WHAT TO DO => Only the lines from the one containing "Mark each instance of the black wool" through the final line of the material below should be output, exactly as they stand.

SUPPLIED RECORDS =>

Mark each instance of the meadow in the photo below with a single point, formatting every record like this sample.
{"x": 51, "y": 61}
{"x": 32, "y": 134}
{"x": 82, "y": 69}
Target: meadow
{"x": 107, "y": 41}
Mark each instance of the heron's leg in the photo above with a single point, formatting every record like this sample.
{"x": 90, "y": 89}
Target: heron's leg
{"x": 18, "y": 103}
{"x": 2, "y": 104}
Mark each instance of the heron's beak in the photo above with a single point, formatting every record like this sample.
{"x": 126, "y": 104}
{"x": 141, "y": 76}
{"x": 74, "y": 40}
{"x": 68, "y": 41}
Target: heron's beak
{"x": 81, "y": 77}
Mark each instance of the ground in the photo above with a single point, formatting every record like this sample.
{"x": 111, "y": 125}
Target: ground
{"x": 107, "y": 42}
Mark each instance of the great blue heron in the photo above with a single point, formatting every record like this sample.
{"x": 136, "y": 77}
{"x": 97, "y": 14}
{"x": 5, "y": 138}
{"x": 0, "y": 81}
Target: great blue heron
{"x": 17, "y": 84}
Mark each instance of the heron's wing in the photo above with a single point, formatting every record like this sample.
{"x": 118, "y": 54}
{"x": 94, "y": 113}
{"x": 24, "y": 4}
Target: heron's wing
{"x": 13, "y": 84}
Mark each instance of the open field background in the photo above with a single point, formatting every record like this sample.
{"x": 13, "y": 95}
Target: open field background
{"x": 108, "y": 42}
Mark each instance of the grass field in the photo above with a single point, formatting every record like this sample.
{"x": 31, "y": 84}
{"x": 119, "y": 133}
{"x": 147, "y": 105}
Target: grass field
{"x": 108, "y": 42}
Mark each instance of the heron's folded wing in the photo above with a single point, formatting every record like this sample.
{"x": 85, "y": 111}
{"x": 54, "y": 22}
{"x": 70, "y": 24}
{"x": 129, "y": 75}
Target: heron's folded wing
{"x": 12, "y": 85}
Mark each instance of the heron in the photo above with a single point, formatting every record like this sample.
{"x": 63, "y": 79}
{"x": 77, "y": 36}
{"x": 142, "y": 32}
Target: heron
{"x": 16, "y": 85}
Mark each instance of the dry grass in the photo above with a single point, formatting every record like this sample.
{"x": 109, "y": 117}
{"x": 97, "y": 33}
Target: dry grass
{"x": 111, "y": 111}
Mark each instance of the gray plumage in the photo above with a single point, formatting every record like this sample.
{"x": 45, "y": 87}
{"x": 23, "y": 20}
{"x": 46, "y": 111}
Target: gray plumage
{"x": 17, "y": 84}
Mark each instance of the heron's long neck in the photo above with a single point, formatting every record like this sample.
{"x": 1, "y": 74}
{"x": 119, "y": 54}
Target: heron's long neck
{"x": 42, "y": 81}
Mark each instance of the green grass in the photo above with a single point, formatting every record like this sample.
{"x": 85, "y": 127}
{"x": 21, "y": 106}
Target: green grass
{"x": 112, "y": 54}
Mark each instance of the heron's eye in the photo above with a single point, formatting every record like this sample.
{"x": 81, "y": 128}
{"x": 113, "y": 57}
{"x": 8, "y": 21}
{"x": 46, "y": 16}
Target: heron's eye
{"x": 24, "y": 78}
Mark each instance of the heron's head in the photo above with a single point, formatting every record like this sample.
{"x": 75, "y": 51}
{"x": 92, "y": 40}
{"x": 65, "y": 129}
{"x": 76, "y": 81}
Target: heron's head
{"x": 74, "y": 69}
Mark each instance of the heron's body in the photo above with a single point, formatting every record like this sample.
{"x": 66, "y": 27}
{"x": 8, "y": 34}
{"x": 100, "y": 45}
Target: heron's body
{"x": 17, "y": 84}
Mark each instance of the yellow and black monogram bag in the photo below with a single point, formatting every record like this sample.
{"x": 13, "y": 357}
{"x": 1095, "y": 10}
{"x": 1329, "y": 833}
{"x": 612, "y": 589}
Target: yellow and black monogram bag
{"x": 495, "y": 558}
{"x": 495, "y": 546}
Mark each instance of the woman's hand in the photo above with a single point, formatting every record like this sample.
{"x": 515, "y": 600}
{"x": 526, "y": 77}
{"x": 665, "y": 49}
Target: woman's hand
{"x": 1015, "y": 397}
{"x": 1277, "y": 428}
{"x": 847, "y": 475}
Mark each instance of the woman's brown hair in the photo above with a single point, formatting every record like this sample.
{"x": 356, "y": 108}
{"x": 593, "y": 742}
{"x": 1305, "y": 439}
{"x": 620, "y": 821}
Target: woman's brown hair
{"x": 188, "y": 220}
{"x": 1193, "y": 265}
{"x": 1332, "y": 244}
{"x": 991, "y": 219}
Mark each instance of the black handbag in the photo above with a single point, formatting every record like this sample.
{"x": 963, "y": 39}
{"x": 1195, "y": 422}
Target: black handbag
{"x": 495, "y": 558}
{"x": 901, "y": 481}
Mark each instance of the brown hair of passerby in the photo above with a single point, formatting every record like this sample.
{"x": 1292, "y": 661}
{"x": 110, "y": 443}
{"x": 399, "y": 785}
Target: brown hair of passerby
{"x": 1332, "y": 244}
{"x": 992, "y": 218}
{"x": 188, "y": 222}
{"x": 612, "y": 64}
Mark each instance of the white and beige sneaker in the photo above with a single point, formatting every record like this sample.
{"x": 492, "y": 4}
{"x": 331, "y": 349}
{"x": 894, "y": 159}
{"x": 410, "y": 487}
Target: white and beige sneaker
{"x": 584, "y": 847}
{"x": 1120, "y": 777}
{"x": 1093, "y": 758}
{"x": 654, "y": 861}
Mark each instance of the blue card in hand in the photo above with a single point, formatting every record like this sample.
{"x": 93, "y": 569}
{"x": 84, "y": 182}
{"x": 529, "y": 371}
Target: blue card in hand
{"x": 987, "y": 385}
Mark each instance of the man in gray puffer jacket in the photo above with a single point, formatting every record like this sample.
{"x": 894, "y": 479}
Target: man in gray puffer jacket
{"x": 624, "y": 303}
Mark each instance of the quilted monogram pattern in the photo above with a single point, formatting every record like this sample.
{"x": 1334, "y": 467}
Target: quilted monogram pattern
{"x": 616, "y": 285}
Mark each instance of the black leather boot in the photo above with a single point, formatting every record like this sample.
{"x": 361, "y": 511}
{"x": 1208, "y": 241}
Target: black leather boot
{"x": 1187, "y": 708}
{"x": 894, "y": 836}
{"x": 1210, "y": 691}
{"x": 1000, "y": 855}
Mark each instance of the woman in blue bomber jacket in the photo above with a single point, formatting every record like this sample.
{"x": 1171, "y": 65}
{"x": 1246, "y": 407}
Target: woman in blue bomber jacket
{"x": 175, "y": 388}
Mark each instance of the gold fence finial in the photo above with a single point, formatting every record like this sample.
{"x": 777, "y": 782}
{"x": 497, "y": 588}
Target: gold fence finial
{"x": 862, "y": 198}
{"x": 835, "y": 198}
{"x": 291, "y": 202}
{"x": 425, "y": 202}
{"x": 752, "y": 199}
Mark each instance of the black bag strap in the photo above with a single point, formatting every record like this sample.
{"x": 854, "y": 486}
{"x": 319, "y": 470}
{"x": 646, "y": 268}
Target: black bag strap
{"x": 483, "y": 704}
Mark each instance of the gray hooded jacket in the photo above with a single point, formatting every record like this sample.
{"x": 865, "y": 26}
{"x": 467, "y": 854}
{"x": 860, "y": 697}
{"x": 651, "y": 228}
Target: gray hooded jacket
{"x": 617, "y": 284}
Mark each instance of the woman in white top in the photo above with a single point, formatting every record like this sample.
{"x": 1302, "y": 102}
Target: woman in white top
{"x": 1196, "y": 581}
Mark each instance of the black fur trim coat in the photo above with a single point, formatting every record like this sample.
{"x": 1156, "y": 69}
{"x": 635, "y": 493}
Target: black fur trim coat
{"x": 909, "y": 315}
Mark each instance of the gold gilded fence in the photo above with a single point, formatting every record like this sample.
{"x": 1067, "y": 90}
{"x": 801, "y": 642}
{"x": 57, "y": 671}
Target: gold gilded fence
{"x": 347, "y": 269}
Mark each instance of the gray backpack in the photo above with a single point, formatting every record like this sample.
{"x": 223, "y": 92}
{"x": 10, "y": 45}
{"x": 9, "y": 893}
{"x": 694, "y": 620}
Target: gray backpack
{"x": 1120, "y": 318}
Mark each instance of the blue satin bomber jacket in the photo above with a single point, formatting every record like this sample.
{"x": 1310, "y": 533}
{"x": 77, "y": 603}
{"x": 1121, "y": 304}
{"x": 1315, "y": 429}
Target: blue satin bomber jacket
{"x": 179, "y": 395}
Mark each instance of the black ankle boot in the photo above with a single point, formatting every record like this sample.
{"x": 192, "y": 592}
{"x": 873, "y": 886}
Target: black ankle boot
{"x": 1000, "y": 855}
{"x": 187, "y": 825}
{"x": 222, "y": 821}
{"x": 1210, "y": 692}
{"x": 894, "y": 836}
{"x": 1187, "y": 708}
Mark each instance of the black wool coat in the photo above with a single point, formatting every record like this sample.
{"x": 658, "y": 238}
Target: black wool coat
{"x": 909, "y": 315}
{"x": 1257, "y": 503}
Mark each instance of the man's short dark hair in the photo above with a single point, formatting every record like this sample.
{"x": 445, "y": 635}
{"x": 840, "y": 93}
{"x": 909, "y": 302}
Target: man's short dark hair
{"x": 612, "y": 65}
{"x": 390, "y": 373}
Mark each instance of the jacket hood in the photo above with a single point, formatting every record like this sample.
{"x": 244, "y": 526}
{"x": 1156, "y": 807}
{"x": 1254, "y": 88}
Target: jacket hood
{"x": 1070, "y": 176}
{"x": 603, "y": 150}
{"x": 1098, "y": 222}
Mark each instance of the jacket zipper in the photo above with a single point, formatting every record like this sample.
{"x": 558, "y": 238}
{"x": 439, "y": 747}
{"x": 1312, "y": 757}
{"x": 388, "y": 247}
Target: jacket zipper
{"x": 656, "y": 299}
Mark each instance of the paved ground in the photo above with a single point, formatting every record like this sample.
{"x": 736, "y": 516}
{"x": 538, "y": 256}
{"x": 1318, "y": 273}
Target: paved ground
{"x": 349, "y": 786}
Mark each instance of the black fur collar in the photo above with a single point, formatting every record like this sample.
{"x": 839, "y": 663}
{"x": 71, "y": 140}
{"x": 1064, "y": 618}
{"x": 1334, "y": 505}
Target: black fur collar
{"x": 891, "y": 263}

WORKED SOLUTION =>
Mark each instance of the black wool coat in the photo above with a single point, formatting every record like this sample.
{"x": 658, "y": 238}
Target: black wool coat
{"x": 909, "y": 315}
{"x": 1257, "y": 503}
Mark each instance of the man's short dark hair in the photo above with a single point, formatting every record like this sample.
{"x": 445, "y": 635}
{"x": 840, "y": 93}
{"x": 909, "y": 302}
Target: man's short dark hair
{"x": 612, "y": 65}
{"x": 390, "y": 373}
Mark each instance of the jacket hood in the photo above with a single point, formatting every record like this sample.
{"x": 244, "y": 526}
{"x": 1156, "y": 807}
{"x": 1254, "y": 88}
Target: jacket hood
{"x": 1070, "y": 176}
{"x": 603, "y": 150}
{"x": 1098, "y": 222}
Mark each instance of the jacket zipper in the photo above with a single point, formatting every record like this sample.
{"x": 558, "y": 238}
{"x": 439, "y": 747}
{"x": 1312, "y": 757}
{"x": 388, "y": 247}
Target: jacket zipper
{"x": 656, "y": 299}
Mark each instance of the paved ground in the photo above with a single point, formatting every record like this sample.
{"x": 736, "y": 516}
{"x": 538, "y": 256}
{"x": 1318, "y": 273}
Target: paved ground
{"x": 349, "y": 786}
Mark each instance of the black fur collar in the photo above with a single point, formatting every record like this sample.
{"x": 839, "y": 663}
{"x": 71, "y": 140}
{"x": 1064, "y": 618}
{"x": 1334, "y": 505}
Target: black fur collar
{"x": 891, "y": 263}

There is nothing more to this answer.